No discurso à nação, o primeiro que fez a partir da Sala Oval, inclui várias falsidades e verdades fora do contexto, como os media norte-americanos se apressaram a indicar.

Já prevendo esse facto, os democratas pediram tempo de antena, de forma a falar imediatamente depois de Trump, o que aconteceu, com Nancy Pelosi, líder da Câmara dos Representantes, e o senador Chuck Schumer, líder da minoria democrata no Senado, a falar lado a lado.

Eis algumas das declarações do presidente norte-americano:

"Todos os dias, os agentes da alfândega e as patrulhas nas fronteiras encontram milhares de imigrantes ilegais a tentar entrar no nosso país."

Na realidade, o número de pessoas que foram apanhadas a atravessar ilegalmente a fronteira do México com os EUA é um dos mais baixos nos últimos 20 anos: 2017 foi o ano mais baixo, com cerca de 300 mil detenções, enquanto no ano fiscal de 2018 foram detetadas quase 400 mil (média de 1087 por dia). No início do século, as detenções ultrapassavam anualmente um milhão de pessoas.

"É um exagero falar em 'milhares' por dia. É melhor dizer 'dezenas'", escreve o The Washington Post.

"[A imigração ilegal] sobrecarrega recursos públicos e diminui o número de empregos e salários"

Alguns economistas, refere o The New York Times, lembram que a imigração só diminui o número de empregos e dos salários dos norte-americanos se estes competirem pelos mesmos empregos. Em muitos casos, os imigrantes estão a concorrer a empregos que os cidadãos norte-americanos não querem.

Além disso, há patrões que se queixam que a falta de mão-de-obra imigrante está, na realidade, a levar a um aumento dos custos - e logo dos produtos que chegam aos consumidores. Em relação aos recursos públicos, apesar de os imigrantes ilegais representarem um custo para os serviços públicos, compensam ao pagar impostos.

"Todas as semanas, 300 dos nossos cidadãos morrem devido à heroína, 90% da qual entra através da nossa fronteira sul."

Os dados apresentados por Trump são verdadeiros: em 2017, mais de 15482 pessoas morreram devido a overdoses de heroína, o que equivale a 297 por semana. A análise da droga em 2016 determinou que 86% da heroína veio do México.
──────────────────────────────
** Enunciado 1 **
Responda às seguintes perguntas com base no excerto sobre o discurso de Trump:
(a) Que dois líderes democratas falaram lado a lado imediatamente depois de Trump?
(b) Em que ano se registou o número mais baixo de detenções na fronteira do México com os EUA?
(c) Segundo a análise de 2016, que percentagem da heroína veio do México?
** Enunciado 2 **
Traduza para inglês a frase "No início do século, as detenções ultrapassavam anualmente um milhão de pessoas.", retirada do excerto sobre o discurso de Trump.
** Enunciado 3 **
Retome o excerto sobre o discurso de Trump, escrevendo a continuação a partir da última frase apresentada.
──────────────────────────────
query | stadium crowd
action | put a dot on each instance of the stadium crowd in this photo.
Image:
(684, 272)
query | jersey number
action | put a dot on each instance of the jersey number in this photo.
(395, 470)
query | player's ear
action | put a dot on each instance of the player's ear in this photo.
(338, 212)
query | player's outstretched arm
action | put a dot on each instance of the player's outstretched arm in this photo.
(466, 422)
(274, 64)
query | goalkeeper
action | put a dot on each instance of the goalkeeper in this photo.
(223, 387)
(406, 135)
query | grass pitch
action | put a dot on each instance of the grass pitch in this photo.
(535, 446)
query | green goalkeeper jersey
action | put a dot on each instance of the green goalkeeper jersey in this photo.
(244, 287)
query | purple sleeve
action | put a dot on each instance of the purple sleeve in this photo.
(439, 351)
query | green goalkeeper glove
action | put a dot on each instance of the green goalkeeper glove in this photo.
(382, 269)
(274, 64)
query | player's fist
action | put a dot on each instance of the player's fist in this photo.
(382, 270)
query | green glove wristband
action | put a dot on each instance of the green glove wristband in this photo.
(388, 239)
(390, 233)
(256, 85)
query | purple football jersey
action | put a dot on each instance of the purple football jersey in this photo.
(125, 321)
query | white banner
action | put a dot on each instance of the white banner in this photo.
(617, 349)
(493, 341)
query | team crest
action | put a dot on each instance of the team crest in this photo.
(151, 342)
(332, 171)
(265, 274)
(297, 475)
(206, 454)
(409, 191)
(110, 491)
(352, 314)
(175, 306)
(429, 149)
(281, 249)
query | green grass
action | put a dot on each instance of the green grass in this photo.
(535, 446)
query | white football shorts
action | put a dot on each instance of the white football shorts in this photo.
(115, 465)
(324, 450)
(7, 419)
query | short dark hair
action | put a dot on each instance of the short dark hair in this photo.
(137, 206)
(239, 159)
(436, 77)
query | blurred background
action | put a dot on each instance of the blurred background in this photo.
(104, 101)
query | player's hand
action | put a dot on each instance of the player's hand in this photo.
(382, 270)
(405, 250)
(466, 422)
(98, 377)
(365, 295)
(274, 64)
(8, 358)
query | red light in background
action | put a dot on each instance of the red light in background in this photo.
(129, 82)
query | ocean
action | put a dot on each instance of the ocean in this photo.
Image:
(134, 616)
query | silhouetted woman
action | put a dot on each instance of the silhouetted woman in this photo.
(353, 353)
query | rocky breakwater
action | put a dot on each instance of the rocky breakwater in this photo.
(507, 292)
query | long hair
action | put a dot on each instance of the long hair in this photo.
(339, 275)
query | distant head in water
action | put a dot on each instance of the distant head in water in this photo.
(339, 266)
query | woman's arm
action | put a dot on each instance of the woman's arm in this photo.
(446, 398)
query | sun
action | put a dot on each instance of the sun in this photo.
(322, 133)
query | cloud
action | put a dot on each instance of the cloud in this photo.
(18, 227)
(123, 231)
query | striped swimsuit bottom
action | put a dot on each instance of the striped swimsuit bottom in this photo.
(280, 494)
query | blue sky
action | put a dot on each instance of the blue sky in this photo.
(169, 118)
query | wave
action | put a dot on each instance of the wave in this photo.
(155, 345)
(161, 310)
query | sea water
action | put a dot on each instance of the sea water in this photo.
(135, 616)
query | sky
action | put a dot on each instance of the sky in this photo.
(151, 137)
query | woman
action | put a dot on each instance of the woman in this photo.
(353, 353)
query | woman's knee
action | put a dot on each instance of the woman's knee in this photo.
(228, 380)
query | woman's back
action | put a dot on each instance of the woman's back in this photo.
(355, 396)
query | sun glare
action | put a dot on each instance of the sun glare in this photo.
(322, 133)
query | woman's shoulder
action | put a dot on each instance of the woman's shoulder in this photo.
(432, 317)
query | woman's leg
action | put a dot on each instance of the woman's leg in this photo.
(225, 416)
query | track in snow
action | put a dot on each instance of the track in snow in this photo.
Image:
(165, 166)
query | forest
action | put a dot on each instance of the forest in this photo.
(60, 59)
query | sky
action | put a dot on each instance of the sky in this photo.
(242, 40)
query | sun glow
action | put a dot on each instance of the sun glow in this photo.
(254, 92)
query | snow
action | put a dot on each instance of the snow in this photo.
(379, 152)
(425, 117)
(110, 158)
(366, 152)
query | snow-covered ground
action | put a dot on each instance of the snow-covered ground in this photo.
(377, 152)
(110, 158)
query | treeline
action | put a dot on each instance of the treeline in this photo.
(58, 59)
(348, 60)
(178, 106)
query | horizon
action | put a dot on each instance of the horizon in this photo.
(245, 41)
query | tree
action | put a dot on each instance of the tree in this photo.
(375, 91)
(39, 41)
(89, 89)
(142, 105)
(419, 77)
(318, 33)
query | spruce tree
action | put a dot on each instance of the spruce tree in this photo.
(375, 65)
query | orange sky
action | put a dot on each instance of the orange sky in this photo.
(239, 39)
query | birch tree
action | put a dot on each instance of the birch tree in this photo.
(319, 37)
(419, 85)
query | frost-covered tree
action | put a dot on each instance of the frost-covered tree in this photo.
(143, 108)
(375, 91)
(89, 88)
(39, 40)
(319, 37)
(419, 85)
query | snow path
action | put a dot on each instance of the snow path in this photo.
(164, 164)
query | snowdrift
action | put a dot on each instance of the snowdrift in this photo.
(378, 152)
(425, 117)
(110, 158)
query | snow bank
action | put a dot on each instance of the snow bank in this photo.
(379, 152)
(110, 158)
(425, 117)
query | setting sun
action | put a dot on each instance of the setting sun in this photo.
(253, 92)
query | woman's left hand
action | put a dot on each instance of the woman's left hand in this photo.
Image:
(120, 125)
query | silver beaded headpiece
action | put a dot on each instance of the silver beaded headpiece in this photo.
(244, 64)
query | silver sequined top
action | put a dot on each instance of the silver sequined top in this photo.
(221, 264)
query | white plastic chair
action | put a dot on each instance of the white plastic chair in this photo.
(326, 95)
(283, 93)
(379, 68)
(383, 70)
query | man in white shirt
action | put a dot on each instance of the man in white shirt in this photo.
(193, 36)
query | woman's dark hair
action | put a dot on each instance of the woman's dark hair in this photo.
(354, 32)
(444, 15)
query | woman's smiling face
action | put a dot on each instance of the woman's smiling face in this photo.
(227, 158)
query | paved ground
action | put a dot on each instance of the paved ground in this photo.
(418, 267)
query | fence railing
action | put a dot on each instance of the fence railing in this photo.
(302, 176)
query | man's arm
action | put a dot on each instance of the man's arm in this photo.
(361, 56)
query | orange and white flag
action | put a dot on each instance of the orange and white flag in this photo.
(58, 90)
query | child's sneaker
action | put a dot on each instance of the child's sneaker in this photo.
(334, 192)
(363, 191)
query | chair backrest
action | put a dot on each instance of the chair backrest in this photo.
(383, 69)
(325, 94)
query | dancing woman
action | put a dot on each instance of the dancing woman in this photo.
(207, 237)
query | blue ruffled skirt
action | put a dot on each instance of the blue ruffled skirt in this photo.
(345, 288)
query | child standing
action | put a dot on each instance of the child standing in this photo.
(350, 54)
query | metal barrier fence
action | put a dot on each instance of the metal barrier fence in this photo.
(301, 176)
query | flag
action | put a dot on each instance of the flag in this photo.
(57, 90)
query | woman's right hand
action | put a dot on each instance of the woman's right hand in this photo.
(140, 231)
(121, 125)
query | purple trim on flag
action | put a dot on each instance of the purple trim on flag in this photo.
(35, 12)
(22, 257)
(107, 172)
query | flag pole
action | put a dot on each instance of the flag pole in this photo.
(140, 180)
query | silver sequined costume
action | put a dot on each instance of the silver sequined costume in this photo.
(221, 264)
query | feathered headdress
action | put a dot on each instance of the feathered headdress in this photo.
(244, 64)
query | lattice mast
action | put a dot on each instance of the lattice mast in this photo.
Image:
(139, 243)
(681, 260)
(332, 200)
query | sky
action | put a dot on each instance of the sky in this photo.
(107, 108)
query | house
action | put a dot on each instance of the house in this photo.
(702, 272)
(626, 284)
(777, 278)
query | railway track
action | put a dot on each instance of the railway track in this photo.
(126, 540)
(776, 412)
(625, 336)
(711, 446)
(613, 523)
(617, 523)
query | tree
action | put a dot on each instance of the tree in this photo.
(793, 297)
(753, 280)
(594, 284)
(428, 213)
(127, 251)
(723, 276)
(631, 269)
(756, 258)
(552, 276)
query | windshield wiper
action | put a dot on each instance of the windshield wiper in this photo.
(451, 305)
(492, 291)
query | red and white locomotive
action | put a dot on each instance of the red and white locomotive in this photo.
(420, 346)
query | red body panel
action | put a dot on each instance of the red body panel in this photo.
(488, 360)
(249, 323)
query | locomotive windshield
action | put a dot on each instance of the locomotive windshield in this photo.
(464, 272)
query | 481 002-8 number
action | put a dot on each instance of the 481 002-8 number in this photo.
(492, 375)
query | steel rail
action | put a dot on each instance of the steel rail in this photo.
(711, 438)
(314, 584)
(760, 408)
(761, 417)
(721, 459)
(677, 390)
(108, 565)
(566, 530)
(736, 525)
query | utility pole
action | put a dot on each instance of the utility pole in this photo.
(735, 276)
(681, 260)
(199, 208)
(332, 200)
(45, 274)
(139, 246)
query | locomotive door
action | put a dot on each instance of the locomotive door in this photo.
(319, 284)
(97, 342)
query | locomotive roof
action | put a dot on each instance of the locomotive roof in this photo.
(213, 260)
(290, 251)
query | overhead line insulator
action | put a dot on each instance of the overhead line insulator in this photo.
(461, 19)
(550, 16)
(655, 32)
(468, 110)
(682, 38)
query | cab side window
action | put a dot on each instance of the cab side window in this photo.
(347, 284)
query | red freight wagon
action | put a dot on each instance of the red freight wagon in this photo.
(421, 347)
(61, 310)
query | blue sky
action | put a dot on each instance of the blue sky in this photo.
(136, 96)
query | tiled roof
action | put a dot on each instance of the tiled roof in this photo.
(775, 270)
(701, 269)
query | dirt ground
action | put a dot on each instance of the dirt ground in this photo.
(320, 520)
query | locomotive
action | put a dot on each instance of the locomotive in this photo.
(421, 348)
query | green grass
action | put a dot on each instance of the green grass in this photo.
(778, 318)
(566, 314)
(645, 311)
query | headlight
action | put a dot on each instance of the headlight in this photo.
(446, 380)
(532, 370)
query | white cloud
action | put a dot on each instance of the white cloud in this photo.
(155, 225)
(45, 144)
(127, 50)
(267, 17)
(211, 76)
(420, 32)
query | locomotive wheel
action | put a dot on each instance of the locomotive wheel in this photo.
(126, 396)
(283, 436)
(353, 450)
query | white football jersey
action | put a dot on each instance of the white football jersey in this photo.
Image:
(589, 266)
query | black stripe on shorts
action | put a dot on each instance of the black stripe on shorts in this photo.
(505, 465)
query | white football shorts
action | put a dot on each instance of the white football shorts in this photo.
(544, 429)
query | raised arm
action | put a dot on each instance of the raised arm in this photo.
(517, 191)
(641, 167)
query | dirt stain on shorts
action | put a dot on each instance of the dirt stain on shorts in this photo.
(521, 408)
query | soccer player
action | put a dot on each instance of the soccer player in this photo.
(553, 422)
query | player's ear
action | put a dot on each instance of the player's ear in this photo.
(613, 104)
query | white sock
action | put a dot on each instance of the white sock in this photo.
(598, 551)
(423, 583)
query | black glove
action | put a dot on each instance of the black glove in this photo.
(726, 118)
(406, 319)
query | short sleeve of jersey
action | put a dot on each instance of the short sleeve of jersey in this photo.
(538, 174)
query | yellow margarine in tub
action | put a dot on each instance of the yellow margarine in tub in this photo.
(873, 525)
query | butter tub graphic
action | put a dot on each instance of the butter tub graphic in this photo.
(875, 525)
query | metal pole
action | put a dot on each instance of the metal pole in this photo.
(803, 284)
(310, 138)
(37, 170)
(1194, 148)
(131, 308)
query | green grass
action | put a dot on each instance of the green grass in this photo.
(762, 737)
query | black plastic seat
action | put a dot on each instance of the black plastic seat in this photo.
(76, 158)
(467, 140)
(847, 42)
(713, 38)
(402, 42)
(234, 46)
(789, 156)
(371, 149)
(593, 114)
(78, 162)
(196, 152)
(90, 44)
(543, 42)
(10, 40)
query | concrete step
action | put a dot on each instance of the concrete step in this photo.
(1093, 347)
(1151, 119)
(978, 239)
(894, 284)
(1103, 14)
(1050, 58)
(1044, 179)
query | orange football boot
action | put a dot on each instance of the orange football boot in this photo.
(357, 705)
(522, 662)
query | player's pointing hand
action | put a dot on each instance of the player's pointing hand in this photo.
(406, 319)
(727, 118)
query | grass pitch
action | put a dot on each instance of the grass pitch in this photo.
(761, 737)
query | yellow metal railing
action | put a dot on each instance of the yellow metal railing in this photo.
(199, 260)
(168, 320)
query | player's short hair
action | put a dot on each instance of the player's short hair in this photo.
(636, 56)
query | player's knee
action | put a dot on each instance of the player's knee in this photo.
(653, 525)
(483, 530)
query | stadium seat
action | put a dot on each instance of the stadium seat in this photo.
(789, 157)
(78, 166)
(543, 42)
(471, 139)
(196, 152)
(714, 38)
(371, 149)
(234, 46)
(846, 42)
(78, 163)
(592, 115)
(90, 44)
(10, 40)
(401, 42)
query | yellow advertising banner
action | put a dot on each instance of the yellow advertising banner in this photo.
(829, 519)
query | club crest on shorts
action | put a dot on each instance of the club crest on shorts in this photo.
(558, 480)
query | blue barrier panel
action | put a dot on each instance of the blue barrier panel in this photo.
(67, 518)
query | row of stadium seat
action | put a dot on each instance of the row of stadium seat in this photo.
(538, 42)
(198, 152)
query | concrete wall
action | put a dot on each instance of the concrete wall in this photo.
──────────────────────────────
** Resposta ao exercício 1 **
(a) Nancy Pelosi e Chuck Schumer.
(b) Em 2017.
(c) 86%.

** Resposta ao exercício 2 **
At the beginning of the century, apprehensions exceeded one million people annually.

** Resposta ao exercício 3 **
Contudo, segundo a CNN, aquilo que Trump não diz é que a maioria dessa heroína é contrabandeada através dos pontos de entrada legais (escondida em bens legais). Logo, o muro não teria impacto.

"Nos últimos dois anos, os agentes dos serviços de imigração prenderam 266 mil imigrantes ilegais com registo criminal, incluindo aqueles acusados ou condenadas de cem mil agressões, 30 mil crimes sexuais e quatro mil mortes violentas."

Apesar de o número de detenções estar correto, a National Public Radio lembra que muitos crimes são relacionados com questões de imigração ou de condução sob a influência de álcool ou drogas e não atos violentos, como o presidente refere. A mesma fonte cita o Instituto Cato, para lembrar que a taxa de crime entre os imigrantes é mais baixa do que em relação aos nascidos nos EUA, incluindo homicídios e outros crimes violentos.

"O muro acabaria muito rapidamente por se pagar a si próprio."

O presidente alega que o custo das drogas ilegais que chegam aos EUA é de 500 mil milhões de dólares (Trump pede 5,7 mil milhões para fazer o muro), mas parar o fluxo de drogas na fronteira sul não vai resolver o problema das dependências. E não é claro como é que reduzir o custo que o país tem com as dependências de drogas pode ajudar a pagar o muro.

"O muro também vai ser pago, indiretamente, pelo excelente novo acordo comercial que fizemos com o México."

É falso, desde logo porque o tratado ainda não foi aprovado pelo Congresso. Depois, porque os benefícios do novo acordo que substitui o NAFTA serão em termos de tarifas mais baixas para as empresas norte-americanas ou salários mais elevados para os trabalhadores - e não propriamente para pagar o muro.

"O senador Chuck Schumer (...) tem apoiado repetidamente uma barreira física no passado, assim como muitos outros democratas"

É verdade que o senador Schumer apoiou, no passado, legislação para uma barreira física na fronteira (uma cerca). Mas não um muro. Os democratas ofereceram 1,3 mil milhões de dólares para reforçar a segurança na fronteira, mas não os cinco mil milhões que Trump quer.

Schumer, o líder da minoria do Senado, falou ao país depois de Trump, ao lado de Nancy Pelosi, a líder da Câmara dos Representantes. "Não tenham dúvidas. Os democratas e o presidente querem uma segurança fronteiriça forte. Contudo, discordamos totalmente do presidente em relação à forma mais efetiva de o conseguir", afirmou.